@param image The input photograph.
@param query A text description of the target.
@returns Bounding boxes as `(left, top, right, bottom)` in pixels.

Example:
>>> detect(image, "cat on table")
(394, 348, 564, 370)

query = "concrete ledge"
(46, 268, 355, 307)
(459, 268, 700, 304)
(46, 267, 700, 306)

• • • • • • •

*WHAT YOU WILL DO*
Lines from the one that contains "of the target." through the final line of the entries must be duplicated exactly, and no other lines.

*RESPONSE BELOW*
@param query A text description of the target.
@returns Bounding boxes as `(left, top, right, bottom)` in pixels.

Example:
>>> detect(image, "cat on table")
(394, 348, 564, 370)

query = "concrete ledge"
(46, 268, 355, 307)
(459, 268, 700, 304)
(46, 267, 700, 306)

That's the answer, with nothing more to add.